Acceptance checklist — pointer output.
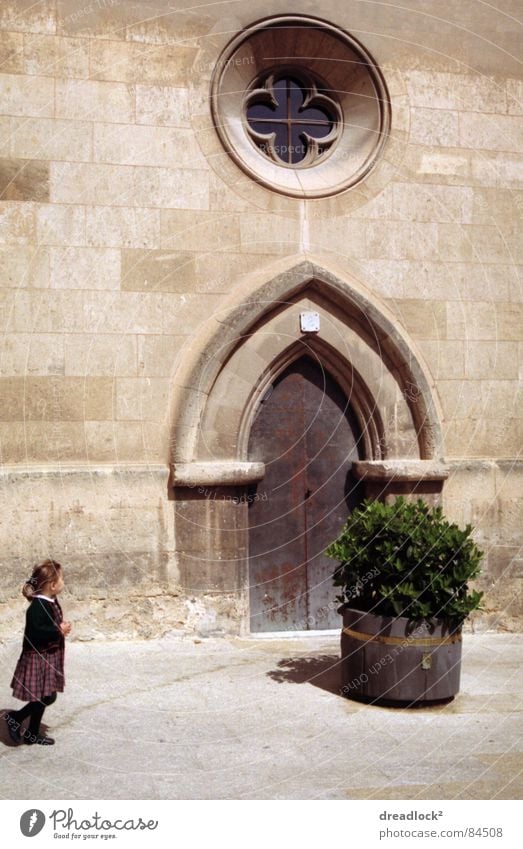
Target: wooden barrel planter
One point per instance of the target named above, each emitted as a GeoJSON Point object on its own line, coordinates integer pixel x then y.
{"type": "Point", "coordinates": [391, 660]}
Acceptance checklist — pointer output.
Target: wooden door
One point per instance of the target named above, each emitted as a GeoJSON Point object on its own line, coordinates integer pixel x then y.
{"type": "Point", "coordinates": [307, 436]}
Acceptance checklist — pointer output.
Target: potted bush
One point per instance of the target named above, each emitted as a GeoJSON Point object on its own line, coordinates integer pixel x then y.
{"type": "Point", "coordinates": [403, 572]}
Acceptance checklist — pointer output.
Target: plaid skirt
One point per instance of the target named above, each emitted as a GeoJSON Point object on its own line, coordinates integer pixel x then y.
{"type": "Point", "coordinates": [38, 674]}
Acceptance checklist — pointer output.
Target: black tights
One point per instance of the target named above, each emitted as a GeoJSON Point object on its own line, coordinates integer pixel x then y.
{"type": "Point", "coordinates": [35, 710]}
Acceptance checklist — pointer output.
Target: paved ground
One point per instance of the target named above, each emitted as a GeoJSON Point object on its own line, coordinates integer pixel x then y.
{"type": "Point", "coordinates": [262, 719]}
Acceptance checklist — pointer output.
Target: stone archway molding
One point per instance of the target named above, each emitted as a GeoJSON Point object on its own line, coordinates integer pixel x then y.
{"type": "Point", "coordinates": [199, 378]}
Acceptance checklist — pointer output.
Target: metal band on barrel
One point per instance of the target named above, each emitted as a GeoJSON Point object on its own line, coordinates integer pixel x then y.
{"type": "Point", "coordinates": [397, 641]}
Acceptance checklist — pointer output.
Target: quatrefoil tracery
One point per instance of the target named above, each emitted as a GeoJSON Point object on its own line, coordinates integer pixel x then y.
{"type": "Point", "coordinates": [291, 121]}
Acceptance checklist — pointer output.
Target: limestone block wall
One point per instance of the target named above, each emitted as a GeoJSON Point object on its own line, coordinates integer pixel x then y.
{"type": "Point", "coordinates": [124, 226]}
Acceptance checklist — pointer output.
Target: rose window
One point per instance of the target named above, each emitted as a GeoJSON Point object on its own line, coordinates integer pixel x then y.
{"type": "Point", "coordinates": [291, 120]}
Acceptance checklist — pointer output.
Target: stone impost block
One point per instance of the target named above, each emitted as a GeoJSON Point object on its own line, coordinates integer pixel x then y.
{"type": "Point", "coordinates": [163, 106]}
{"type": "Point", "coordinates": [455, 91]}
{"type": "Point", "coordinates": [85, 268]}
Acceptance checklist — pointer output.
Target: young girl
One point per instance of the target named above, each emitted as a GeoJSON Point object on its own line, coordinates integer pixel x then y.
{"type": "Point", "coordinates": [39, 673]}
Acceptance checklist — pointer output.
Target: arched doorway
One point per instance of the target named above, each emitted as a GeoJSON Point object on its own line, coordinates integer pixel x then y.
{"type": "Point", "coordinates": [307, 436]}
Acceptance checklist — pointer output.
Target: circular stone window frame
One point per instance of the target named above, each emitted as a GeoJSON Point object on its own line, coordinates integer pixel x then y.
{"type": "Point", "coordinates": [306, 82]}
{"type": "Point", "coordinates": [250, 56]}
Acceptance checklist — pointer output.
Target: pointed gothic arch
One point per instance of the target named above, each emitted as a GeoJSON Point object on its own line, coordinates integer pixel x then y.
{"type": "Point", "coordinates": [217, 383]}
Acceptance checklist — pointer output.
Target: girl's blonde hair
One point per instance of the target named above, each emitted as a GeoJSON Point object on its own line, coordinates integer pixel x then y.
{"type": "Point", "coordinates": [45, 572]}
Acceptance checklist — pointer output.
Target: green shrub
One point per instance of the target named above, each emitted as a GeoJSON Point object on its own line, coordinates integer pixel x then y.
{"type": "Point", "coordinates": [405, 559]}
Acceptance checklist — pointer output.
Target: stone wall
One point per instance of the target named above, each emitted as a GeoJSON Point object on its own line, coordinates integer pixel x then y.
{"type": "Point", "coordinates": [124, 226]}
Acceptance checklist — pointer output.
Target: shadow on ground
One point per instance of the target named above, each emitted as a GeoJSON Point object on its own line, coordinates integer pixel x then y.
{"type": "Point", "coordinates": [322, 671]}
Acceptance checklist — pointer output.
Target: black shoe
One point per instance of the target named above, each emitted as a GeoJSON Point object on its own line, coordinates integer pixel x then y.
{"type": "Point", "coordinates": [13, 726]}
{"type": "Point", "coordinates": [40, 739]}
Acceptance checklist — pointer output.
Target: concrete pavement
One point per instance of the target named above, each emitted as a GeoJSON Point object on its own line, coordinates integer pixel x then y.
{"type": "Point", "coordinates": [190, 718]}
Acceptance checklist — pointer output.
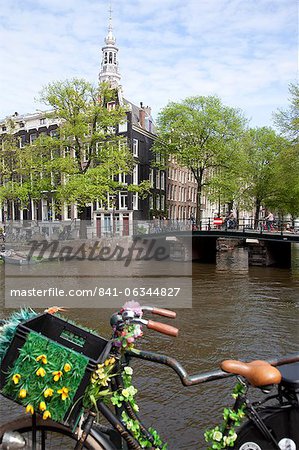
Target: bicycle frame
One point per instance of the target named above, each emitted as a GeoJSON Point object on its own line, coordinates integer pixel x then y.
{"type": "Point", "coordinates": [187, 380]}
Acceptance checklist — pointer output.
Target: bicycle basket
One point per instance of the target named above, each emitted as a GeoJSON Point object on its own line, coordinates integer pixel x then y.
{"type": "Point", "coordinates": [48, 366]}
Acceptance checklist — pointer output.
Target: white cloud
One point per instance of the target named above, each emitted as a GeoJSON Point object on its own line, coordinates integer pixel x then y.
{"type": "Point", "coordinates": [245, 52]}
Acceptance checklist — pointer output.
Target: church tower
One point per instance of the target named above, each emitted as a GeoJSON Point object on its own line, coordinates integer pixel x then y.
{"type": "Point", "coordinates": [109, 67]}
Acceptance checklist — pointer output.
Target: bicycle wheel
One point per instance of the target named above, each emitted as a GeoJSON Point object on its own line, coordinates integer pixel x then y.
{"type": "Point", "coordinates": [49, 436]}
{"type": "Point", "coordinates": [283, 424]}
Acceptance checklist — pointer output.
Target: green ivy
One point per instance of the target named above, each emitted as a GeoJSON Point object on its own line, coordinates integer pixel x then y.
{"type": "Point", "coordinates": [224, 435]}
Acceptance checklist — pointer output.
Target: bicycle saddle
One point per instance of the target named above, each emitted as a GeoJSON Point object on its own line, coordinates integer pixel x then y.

◆ **ASSIGNMENT**
Give all the records again, exactly, without images.

◆ **WORKED SOLUTION**
Acceptance checklist — pointer output.
Target: wooden barrel planter
One point per instance of the target named above, each emitted as a GeoJSON Point object on its own line, coordinates integer pixel x then y.
{"type": "Point", "coordinates": [391, 660]}
Acceptance checklist — pointer output.
Target: wooden door
One point per instance of the target named above, each emitted as a GeoJSON Point object on its own line, coordinates integer pixel x then y.
{"type": "Point", "coordinates": [307, 436]}
Acceptance checklist — pointer output.
Target: potted bush
One point per instance of the target named above, each emitted as a GeoJSON Point object on its own line, coordinates integer pixel x then y.
{"type": "Point", "coordinates": [403, 572]}
Acceptance checklist — pointer output.
Target: plaid skirt
One point per instance of the target named above, each emitted as a GeoJSON Point object on its own line, coordinates integer pixel x then y.
{"type": "Point", "coordinates": [38, 674]}
Acceptance checklist — pointer output.
Target: black tights
One point per instance of the target named above, each emitted as a GeoJSON Point object on its own line, coordinates integer pixel x then y.
{"type": "Point", "coordinates": [35, 710]}
Acceptance checklist — pointer output.
Target: paved ground
One point per instance of the target named above, each emitted as a GeoJSON Point object on its own line, coordinates integer pixel x then y.
{"type": "Point", "coordinates": [262, 719]}
Acceptance checklist — pointer output.
Target: stone archway molding
One point per instance of the target named above, each emitted as a GeoJSON Point object on its own line, coordinates integer pixel x then y.
{"type": "Point", "coordinates": [199, 378]}
Acceptance checklist — pointer output.
Target: metal band on barrel
One point per instance of the target named above, each emitted as a GeoJSON Point object on its own line, coordinates integer pixel x then y.
{"type": "Point", "coordinates": [397, 641]}
Acceptance checklist — pointer output.
Target: quatrefoil tracery
One point per instance of the target named above, each emitted as a GeoJSON Point object on its own line, coordinates integer pixel x then y.
{"type": "Point", "coordinates": [291, 121]}
Acceptance checklist — pointer output.
Target: limestone block wall
One point per instance of the target named above, each emitted as a GeoJSON Point object on its own line, coordinates integer pixel x then y.
{"type": "Point", "coordinates": [124, 226]}
Acceptance checklist — pointer output.
Target: rose window
One point per instance of the target named above, each emitted as a GeoJSON Point object on its own line, coordinates integer pixel x then y.
{"type": "Point", "coordinates": [291, 120]}
Acceptance checklist — pointer output.
Target: stone impost block
One point per instance of the target named above, each emitted as a GeoJSON Point object on its own line, coordinates integer pixel x then y.
{"type": "Point", "coordinates": [163, 106]}
{"type": "Point", "coordinates": [455, 91]}
{"type": "Point", "coordinates": [85, 268]}
Acceptance checklist — pointer output.
Target: young girl
One point per instance of the target named above, each emitted as a GeoJSON Point object on its own line, coordinates integer pixel x then y.
{"type": "Point", "coordinates": [39, 673]}
Acceptance checklist — pointer output.
Target: arched doorway
One point per instance of the target named above, each emitted as a GeoJSON Point object on its own line, coordinates integer pixel x then y.
{"type": "Point", "coordinates": [307, 436]}
Acceptance checklist — pointer output.
Target: circular stone window frame
One point per instance of the target named above, each emitted as a GeoJSON Point object on its own line, coordinates integer pixel x then y.
{"type": "Point", "coordinates": [306, 82]}
{"type": "Point", "coordinates": [250, 56]}
Acceptance checklist — pointer output.
Target: pointed gothic arch
One point per instance of the target named above, each emitted as a GeoJSON Point object on its own line, coordinates integer pixel x then y.
{"type": "Point", "coordinates": [217, 383]}
Acceptance checklist — pointer output.
Target: girl's blonde hair
One point per instance of the target named above, each emitted as a GeoJSON Point object on its own line, coordinates integer pixel x then y.
{"type": "Point", "coordinates": [45, 572]}
Acceptance checklist — pointer output.
Target: green shrub
One point per instance of the target named above, each emitted as a GeoJSON Point object on its own line, coordinates integer pixel x then y.
{"type": "Point", "coordinates": [405, 559]}
Acceptance checklist — pointer output.
Target: stone wall
One point per instance of the target named above, each emitted as a GeoJSON Point object on its own line, coordinates integer pixel x then y.
{"type": "Point", "coordinates": [124, 226]}
Acceptance checklist — pointer output.
Target: shadow on ground
One point per instance of the target named above, each emitted as a GeoJSON Point object on its own line, coordinates integer pixel x then y.
{"type": "Point", "coordinates": [322, 671]}
Acceptance checklist — pointer output.
Target: black shoe
One point per instance of the target named above, each emitted as a GeoJSON Point object on its own line, coordinates integer pixel x then y.
{"type": "Point", "coordinates": [13, 726]}
{"type": "Point", "coordinates": [40, 739]}
Acceptance checklist — pointer output.
Target: concrete pavement
One point per instance of the target named above, each emitted as a GeoJSON Point object on its own line, coordinates integer pixel x then y.
{"type": "Point", "coordinates": [190, 718]}
Acceptance checklist — pointer output.
Target: bicycle frame
One point per instance of the target named above, each emitted as a GeoJSON Point object on its own line, coordinates integer pixel x then y.
{"type": "Point", "coordinates": [187, 380]}
Acceptance checklist — pointer output.
Target: bicycle basket
One point per instance of the target named above, each emitted as a GeoJSON Point object on its own line, coordinates integer pixel x then y.
{"type": "Point", "coordinates": [48, 366]}
Acceptance checklist — pointer output.
Target: white cloud
One point per instance of the target named above, each emitted as a GeoJSON Point object on its own line, coordinates integer pixel x then y.
{"type": "Point", "coordinates": [245, 52]}
Acceptance checklist — pointer output.
Target: church tower
One point per instance of the target named above, each emitted as a GeoJSON Point object on its own line, coordinates integer pixel x then y.
{"type": "Point", "coordinates": [109, 67]}
Acceptance checklist — pointer output.
Target: bicycle wheel
One point per instance of the target named above, each emitted as a GeoJSON Point object on its own line, coordinates integer pixel x then y.
{"type": "Point", "coordinates": [49, 436]}
{"type": "Point", "coordinates": [283, 424]}
Acceptance checklist — pointer output.
Target: green ivy
One point per instance of the target named above, each emitted as a GeoJSON Point object on its own line, coordinates integer pixel x then y.
{"type": "Point", "coordinates": [224, 435]}
Acceptance checklist — pointer output.
Target: bicycle saddle
One point per instance of the target named above, each emitted as a GeoJSON Point object on its own line, coordinates integer pixel x then y.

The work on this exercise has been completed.